YOUR GOAL — Duplicate the lines starting with the one that contains "Segment the target" and going on through the one that contains "positive clicks: (436, 169)", reproducing them precisely and nothing else.

SUPPLIED RECORDS —
┄┄┄┄┄┄┄┄┄┄┄┄┄┄┄┄┄┄┄┄
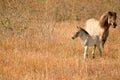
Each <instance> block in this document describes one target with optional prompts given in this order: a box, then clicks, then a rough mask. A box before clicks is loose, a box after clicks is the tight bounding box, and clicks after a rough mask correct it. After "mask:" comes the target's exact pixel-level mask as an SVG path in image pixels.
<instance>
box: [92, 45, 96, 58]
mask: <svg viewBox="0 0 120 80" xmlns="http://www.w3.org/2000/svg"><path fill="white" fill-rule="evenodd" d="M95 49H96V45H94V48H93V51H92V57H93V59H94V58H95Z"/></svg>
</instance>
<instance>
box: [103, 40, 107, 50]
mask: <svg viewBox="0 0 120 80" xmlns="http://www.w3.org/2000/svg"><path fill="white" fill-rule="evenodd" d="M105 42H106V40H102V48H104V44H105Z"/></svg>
┄┄┄┄┄┄┄┄┄┄┄┄┄┄┄┄┄┄┄┄
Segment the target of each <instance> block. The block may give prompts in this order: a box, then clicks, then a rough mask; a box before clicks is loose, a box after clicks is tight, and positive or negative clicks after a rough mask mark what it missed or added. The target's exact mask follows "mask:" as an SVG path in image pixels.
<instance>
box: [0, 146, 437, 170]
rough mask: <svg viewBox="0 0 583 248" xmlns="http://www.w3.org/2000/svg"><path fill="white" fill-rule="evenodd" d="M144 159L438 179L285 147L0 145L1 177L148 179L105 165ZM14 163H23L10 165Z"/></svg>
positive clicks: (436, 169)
┄┄┄┄┄┄┄┄┄┄┄┄┄┄┄┄┄┄┄┄
OUTPUT BELOW —
Segment the target of each <instance> block. The block may give prompts in this order: a box, then clicks, then a rough mask; a box before clicks is loose, a box after clicks is tight, and positive or negative clicks after a rough mask mark what it missed or added. The target's exact mask follows "mask:" as an SVG path in image pixels.
<instance>
box: [0, 146, 437, 170]
rough mask: <svg viewBox="0 0 583 248" xmlns="http://www.w3.org/2000/svg"><path fill="white" fill-rule="evenodd" d="M144 159L438 179L285 147L0 145L1 177L148 179L105 165ZM14 163H23L10 165Z"/></svg>
positive clicks: (436, 169)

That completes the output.